======== Page excerpt

Forward fill is particularly suitable for 'Monthly Sales' data if we assume a
sequential or time-series nature where the most recent known sales figure is
the best estimate for a missing value. This method maintains the order and flow
of the data, which is often crucial for sales or other time-dependent metrics.
It's especially useful when missing values are intermittent and represent a
continuation of a previous trend rather than a completely new, unknown state.

Q10. Flagging Missing Data

Create a flag column for missing Income.

Tasks:

Create Income_Missing_Flag (0 = present, 1 = missing)

Show updated dataset

Count how many customers have missing income

In [None]:
# Initialize a counter for missing incomes
missing_count = 0

In [None]:
# Iterate through the data list to add the flag
for row in data:
    # Check if the 'Income' value is missing ('NaN' string)
    if row['Income'] == 'NaN':
        row['Income_Missing_Flag'] = 1  # Set flag to 1 (missing)
        missing_count += 1
    else:
        row['Income_Missing_Flag'] = 0  # Set flag to 0 (present)

================
======== Dataset rows

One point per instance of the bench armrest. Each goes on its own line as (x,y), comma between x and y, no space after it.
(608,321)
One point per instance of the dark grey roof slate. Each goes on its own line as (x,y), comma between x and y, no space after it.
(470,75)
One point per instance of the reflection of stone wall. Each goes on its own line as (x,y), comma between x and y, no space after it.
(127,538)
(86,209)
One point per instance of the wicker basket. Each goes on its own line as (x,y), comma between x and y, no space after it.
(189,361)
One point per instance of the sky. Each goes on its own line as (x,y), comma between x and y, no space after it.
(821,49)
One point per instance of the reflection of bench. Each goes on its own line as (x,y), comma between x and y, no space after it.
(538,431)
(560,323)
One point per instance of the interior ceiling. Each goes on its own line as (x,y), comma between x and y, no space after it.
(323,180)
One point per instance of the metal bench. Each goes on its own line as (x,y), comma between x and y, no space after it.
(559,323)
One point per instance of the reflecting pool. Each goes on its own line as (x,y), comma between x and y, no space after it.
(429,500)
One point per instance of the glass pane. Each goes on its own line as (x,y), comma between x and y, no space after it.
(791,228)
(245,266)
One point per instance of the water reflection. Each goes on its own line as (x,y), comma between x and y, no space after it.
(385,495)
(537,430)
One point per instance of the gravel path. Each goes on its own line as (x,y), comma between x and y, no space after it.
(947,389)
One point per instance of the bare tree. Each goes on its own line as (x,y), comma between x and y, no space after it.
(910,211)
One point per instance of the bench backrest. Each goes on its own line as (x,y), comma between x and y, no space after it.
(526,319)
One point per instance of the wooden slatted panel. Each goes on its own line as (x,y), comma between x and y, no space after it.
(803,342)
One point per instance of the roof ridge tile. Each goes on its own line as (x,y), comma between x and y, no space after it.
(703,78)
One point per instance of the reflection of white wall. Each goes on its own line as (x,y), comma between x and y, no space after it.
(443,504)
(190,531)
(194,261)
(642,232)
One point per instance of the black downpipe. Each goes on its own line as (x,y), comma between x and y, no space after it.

================

_Goal 1_
Give every code comment that appears in the missing-data notebook excerpt.
_Goal 2_
Carry the missing-data notebook excerpt forward from its final line of code.

_Exercise answer 1_
Initialize a counter for missing incomes
Iterate through the data list to add the flag
Check if the 'Income' value is missing ('NaN' string)
Set flag to 1 (missing)
Set flag to 0 (present)

_Exercise answer 2_
In [None]:
# Show updated dataset (Task 2)
print("--- Updated Dataset with Income_Missing_Flag ---")
for row in data:
    print(f"ID: {row['Customer ID']} | Income: {row['Income']} | Flag: {row['Income_Missing_Flag']}")

--- Updated Dataset with Income_Missing_Flag ---
ID: 101 | Income: 65000 | Flag: 0
ID: 102 | Income: NaN | Flag: 1
ID: 103 | Income: 72000 | Flag: 0
ID: 104 | Income: NaN | Flag: 1
ID: 105 | Income: 58000 | Flag: 0
ID: 106 | Income: 61000 | Flag: 0
ID: 107 | Income: NaN | Flag: 1
ID: 108 | Income: 69000 | Flag: 0


In [None]:
# Count how many customers have missing income (Task 3)
print(f"\nTotal customers with missing income: {missing_count}")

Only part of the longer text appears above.